● **Source records**
= = = = = = =

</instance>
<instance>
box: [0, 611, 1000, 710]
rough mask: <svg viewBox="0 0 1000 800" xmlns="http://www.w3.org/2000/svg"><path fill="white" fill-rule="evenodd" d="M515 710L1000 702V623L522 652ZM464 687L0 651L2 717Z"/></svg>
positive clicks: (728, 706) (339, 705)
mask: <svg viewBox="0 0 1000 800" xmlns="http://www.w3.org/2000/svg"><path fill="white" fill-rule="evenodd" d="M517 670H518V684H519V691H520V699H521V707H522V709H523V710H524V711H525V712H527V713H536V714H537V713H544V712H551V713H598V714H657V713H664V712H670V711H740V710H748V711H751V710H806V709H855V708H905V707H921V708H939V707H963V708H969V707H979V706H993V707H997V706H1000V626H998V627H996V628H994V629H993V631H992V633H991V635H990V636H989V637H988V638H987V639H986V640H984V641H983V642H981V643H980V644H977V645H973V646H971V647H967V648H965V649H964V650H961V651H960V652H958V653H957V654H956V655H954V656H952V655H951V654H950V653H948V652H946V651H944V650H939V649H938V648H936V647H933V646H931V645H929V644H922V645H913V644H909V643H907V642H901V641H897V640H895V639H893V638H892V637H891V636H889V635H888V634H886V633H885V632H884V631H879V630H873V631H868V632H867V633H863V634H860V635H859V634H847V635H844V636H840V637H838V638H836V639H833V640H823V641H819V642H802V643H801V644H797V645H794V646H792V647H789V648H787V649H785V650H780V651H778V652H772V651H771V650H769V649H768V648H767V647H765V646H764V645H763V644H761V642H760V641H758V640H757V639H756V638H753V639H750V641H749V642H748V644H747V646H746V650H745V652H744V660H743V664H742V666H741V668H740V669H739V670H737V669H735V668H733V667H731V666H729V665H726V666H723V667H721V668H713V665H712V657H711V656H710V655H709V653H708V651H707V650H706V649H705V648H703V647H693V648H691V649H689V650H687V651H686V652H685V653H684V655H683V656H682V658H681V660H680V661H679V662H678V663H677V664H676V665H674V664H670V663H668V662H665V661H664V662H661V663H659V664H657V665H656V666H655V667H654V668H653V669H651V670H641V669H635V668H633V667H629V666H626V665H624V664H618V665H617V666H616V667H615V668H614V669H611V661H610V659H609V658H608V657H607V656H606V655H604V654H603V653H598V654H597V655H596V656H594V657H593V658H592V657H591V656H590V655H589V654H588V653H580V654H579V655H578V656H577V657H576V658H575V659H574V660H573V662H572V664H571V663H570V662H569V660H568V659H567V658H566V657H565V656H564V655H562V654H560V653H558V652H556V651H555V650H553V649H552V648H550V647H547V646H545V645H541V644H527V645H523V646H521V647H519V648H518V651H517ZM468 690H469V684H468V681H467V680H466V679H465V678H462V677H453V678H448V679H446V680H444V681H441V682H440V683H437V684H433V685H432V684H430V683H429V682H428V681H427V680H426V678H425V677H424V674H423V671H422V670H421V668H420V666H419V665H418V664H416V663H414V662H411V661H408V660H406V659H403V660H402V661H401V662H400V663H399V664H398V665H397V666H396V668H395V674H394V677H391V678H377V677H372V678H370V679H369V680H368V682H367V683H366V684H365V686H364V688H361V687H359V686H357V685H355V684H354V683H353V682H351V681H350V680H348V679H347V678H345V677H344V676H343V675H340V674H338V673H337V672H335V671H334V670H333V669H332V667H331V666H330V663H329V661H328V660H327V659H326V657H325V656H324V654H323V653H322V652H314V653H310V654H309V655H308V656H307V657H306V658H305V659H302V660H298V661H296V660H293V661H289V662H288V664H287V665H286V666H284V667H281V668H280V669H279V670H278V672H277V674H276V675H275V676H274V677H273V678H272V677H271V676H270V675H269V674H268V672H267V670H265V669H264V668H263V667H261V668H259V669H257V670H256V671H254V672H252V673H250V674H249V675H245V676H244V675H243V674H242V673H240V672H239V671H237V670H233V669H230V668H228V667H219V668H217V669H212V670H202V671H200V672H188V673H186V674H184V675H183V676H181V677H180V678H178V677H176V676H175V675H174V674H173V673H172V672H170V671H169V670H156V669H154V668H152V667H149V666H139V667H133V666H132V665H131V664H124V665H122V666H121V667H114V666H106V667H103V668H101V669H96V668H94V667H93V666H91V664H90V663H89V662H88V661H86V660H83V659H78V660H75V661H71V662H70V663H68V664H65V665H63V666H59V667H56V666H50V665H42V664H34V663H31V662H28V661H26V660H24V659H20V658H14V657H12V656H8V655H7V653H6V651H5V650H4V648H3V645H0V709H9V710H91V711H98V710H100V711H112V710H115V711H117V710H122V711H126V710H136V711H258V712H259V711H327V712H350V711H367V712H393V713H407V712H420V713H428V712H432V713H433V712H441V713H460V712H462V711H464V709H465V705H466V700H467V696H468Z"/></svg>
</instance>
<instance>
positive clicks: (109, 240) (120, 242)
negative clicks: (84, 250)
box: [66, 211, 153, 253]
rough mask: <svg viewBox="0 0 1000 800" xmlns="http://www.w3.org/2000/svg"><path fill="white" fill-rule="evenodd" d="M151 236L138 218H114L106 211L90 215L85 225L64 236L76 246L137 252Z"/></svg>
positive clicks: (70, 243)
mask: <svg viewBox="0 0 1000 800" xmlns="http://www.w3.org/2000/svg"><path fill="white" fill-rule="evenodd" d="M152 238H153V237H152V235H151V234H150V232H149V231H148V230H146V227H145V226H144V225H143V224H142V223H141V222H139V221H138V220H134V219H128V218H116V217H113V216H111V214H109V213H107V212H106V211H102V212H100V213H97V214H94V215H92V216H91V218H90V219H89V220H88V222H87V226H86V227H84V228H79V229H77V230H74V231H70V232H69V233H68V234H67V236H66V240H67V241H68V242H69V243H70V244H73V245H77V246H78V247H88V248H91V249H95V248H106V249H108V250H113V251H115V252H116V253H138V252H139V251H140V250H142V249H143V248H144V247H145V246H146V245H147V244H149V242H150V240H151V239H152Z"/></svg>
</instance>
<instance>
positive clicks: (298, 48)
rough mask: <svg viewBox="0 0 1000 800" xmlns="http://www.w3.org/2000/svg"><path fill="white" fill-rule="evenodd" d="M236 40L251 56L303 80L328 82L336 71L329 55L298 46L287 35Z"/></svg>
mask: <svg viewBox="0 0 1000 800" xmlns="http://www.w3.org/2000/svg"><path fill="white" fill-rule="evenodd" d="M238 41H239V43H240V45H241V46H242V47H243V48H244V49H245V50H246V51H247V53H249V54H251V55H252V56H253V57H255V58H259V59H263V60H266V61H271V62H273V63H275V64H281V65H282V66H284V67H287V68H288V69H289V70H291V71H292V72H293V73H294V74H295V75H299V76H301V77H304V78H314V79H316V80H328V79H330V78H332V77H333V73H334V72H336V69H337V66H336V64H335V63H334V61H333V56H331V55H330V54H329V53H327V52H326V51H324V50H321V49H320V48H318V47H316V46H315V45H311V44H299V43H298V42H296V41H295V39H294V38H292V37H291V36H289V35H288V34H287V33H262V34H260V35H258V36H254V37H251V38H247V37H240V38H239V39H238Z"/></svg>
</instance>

= = = = = = =

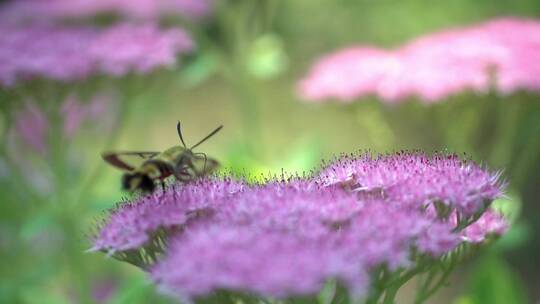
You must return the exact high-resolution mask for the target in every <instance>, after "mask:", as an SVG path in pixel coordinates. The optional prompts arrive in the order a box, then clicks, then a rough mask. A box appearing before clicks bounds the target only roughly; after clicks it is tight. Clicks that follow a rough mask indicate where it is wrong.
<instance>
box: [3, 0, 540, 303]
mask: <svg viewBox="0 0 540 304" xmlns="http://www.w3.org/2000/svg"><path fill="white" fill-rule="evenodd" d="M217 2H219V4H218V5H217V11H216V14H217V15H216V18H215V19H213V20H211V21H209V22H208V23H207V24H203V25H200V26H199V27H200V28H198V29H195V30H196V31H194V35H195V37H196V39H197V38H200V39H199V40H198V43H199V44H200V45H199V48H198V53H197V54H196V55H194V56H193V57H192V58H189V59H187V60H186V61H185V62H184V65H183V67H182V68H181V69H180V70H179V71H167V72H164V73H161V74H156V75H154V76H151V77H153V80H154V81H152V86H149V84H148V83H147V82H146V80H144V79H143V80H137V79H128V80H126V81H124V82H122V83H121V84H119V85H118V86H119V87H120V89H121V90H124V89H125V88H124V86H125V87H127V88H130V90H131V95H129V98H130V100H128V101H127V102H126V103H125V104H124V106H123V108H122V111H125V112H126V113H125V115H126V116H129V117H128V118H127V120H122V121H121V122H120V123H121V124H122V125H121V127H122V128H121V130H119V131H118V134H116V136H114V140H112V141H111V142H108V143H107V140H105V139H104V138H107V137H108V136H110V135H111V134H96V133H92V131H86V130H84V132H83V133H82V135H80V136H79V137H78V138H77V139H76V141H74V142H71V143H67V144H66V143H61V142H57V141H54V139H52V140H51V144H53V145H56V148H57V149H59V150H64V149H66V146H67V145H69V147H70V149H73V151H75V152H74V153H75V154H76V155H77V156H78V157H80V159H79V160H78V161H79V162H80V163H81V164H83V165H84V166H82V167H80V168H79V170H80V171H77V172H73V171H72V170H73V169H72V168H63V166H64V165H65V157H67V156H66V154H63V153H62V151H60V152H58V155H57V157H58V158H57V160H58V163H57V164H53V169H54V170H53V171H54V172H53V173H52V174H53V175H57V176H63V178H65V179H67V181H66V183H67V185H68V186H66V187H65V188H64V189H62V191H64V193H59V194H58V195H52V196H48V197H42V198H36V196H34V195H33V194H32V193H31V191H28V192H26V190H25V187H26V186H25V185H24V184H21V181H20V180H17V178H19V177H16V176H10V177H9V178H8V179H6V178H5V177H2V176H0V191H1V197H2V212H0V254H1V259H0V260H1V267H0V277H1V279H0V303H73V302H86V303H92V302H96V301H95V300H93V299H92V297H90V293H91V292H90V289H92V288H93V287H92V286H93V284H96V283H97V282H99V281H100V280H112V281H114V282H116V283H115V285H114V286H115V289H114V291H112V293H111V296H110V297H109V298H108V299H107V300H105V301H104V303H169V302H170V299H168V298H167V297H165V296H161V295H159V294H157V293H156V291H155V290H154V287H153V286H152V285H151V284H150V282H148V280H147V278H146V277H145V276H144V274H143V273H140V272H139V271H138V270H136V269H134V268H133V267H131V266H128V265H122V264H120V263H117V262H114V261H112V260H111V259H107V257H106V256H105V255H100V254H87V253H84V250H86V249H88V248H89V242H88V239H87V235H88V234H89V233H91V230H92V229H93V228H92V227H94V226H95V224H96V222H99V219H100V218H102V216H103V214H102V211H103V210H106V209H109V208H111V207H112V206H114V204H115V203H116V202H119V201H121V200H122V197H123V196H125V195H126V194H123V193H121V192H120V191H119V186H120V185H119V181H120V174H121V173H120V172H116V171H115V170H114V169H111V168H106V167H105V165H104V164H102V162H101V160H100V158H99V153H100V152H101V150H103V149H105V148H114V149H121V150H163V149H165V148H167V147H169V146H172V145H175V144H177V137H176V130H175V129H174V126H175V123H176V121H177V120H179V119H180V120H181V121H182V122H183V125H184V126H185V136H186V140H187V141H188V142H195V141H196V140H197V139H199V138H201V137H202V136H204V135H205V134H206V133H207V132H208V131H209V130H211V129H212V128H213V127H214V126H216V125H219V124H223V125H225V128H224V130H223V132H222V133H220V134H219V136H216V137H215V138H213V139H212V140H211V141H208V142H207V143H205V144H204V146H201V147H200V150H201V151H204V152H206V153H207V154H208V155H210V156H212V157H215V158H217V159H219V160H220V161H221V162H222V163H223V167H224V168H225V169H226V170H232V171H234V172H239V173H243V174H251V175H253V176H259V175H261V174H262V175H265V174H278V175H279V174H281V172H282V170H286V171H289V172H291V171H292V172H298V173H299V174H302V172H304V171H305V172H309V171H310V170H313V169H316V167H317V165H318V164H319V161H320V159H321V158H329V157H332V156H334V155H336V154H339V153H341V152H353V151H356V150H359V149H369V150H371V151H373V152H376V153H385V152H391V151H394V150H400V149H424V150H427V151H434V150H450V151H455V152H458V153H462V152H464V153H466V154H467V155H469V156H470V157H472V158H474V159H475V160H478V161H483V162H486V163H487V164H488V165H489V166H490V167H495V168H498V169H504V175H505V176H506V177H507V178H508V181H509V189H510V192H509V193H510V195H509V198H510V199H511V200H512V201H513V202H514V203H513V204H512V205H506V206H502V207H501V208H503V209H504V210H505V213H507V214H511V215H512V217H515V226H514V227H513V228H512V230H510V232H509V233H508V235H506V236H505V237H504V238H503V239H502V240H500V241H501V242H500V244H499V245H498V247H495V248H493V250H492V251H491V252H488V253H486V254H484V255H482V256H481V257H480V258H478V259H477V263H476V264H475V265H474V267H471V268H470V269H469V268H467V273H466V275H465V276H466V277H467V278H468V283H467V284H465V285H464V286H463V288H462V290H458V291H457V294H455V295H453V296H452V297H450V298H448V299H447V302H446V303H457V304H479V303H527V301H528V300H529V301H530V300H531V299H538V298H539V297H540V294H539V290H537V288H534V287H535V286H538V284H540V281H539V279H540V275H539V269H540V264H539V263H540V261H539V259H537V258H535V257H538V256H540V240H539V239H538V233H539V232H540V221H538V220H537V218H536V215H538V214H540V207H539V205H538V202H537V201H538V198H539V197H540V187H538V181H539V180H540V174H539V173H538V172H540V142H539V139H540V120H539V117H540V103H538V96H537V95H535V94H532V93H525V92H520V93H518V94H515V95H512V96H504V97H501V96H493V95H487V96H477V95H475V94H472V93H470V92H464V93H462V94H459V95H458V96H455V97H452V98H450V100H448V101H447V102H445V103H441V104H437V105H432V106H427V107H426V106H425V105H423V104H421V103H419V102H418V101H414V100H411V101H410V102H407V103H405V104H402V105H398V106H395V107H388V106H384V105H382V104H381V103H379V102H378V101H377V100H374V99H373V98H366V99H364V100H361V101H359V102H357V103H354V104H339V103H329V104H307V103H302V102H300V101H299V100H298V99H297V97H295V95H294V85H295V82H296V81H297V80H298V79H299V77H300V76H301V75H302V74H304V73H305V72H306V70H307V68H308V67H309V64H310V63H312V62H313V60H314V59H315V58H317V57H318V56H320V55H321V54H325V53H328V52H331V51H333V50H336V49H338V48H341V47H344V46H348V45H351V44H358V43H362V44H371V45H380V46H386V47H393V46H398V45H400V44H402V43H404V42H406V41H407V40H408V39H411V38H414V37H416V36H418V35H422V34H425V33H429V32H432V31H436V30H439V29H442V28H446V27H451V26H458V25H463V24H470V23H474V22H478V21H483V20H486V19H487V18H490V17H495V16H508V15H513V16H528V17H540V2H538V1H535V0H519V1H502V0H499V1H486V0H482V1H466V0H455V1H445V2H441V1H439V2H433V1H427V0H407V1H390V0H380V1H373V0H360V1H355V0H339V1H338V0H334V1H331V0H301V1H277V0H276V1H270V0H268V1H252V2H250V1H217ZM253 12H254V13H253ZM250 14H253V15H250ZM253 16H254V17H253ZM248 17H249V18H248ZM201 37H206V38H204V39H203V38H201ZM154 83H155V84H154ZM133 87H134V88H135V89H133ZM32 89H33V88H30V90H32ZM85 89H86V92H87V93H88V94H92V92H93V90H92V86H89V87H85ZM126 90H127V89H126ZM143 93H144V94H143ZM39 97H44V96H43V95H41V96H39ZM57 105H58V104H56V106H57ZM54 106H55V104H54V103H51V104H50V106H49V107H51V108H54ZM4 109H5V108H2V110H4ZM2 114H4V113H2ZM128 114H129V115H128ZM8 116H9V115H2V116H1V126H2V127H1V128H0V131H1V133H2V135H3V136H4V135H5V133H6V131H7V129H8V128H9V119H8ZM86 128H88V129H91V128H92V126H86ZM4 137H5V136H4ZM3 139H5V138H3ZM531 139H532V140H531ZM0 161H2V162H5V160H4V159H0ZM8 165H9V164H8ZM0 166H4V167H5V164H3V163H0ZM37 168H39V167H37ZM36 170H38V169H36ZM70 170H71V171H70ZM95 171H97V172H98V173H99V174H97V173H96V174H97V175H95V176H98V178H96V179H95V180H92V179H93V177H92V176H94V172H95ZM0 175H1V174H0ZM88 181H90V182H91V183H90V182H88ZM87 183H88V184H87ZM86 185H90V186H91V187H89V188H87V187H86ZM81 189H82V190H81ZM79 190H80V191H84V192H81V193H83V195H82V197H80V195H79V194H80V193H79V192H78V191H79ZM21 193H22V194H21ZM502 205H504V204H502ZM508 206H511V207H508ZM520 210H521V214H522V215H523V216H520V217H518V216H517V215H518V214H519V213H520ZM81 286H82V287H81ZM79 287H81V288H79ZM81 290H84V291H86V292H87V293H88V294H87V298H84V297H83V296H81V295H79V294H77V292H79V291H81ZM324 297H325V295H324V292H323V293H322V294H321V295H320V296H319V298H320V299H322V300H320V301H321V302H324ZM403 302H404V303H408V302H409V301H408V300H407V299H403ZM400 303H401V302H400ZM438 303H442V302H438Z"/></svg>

= = = = = = =

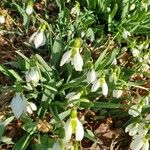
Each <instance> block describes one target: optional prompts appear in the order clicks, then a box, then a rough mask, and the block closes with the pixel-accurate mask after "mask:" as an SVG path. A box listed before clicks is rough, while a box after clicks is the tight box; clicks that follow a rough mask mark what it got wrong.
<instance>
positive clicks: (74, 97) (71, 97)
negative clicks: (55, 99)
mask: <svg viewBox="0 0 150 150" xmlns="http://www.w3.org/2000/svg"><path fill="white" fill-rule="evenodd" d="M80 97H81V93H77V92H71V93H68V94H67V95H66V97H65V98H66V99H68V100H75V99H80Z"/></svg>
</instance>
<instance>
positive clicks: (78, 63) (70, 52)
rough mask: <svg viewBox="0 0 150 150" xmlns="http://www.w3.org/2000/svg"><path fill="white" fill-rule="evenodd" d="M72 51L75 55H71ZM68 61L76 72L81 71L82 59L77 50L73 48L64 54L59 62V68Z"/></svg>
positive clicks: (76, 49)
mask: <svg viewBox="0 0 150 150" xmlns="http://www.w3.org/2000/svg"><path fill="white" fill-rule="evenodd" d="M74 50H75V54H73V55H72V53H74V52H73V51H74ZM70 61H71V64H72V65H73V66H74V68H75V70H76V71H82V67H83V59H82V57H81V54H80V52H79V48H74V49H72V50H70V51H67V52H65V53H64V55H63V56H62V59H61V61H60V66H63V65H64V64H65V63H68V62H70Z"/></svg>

= = = = = = =

● **Action item**
Pick out each line above that contains the word "target" and copy it. Treat uppercase and lowercase as different.

● **Written solution**
You must return the exact high-resolution mask for the target in every <instance>, after "mask:", as an SVG path in pixel coordinates. The optional prompts arrive in the order a box, then clicks, then a rough mask. A box appearing before clicks bounds the target only roughly; after clicks it is tight. Clicks that follow a rough mask indicate where it is wrong.
Each <instance> block describes one target: optional prompts appear in the order clicks, then a box, then a rough mask, and the block closes with the pixel-accurate mask after "mask:" as an SVG path. A box listed before clicks is rough, while a box after clicks is the tight box; clicks that follow a rough mask mark what it got wrong.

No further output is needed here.